What needs to be done: Each line of the listing that includes the string "below" is to be identified and copied.
========================================================================
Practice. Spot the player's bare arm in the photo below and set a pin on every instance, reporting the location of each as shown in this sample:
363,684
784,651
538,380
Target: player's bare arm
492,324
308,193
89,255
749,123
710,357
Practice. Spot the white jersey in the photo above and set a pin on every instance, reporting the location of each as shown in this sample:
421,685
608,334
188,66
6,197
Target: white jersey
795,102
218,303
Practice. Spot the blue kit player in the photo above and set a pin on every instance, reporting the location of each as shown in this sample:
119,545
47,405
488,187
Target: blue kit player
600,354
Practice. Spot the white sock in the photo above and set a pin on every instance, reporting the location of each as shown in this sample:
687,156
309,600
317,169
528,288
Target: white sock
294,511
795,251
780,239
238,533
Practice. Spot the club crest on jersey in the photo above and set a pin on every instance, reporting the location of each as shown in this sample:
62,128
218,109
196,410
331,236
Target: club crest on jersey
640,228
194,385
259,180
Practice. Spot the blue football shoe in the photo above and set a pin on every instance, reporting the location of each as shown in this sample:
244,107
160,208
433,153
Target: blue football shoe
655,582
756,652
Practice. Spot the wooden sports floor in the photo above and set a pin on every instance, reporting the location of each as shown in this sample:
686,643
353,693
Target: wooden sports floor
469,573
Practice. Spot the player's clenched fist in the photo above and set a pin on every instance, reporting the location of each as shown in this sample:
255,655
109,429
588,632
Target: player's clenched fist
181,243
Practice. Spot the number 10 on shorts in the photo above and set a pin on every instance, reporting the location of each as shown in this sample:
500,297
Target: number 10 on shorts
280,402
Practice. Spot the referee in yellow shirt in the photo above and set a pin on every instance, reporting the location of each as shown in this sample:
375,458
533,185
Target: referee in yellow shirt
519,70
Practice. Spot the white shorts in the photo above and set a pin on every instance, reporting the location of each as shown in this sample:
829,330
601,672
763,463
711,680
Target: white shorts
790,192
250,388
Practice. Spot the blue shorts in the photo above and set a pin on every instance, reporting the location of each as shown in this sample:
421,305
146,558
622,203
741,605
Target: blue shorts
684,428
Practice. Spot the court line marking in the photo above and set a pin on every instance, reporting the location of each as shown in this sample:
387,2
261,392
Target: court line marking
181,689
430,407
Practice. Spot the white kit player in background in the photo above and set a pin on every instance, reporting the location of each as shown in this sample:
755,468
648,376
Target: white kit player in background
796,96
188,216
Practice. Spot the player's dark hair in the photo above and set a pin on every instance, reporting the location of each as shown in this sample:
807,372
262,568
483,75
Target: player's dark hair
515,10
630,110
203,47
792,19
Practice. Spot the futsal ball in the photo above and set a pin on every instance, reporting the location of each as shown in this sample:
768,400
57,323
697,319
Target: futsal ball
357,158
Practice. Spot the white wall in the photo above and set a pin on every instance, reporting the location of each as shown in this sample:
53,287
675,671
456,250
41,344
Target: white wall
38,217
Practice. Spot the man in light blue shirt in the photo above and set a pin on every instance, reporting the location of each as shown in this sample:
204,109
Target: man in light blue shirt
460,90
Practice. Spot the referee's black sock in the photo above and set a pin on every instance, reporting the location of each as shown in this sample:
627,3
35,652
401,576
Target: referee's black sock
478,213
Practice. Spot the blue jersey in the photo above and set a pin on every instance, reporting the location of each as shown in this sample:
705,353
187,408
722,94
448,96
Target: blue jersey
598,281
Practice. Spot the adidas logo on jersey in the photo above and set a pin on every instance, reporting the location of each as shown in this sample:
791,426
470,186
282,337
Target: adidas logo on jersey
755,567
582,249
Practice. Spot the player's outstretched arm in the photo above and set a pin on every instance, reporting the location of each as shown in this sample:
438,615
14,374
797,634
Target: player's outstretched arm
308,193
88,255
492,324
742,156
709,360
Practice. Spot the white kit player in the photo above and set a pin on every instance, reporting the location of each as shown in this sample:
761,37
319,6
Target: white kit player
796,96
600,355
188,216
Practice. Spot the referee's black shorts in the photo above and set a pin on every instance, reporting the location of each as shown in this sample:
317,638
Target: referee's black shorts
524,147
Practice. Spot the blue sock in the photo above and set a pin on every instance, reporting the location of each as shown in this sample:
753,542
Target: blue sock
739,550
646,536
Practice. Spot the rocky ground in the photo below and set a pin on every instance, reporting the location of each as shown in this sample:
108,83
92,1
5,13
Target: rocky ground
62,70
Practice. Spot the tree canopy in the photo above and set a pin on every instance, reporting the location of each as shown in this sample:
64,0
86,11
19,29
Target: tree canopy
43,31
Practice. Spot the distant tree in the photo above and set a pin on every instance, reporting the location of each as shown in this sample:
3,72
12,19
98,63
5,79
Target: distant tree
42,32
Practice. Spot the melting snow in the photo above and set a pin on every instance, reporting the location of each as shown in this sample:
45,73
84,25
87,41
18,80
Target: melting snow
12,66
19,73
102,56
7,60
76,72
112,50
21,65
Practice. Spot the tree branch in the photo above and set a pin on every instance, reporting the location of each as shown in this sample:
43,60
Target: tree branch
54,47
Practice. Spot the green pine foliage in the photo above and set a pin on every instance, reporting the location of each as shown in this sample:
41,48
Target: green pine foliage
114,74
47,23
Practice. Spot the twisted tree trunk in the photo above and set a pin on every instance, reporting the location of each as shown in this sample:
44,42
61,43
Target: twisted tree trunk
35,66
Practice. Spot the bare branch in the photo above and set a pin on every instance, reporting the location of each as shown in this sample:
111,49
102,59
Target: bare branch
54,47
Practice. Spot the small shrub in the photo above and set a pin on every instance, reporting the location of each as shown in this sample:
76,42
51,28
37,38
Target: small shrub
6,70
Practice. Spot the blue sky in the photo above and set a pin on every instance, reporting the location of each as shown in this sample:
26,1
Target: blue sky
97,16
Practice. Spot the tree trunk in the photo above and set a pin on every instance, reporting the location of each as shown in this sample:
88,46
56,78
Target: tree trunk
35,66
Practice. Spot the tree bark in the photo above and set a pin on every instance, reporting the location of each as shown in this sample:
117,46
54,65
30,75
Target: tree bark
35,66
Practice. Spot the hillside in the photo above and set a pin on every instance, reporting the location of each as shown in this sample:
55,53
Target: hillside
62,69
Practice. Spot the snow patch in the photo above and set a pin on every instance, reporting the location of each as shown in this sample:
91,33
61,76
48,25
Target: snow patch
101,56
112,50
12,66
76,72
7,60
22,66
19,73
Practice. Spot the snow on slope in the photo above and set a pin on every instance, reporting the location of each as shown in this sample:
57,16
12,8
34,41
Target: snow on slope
========================================================================
Your solution:
Practice. Spot the player's bare arm in the photo below and set a pin on every instance, reporting the location of each as shown in this sample:
Practice. Spot the rocky ground in the photo below and set a pin on every instance, reporting the location of each as shown in this sample:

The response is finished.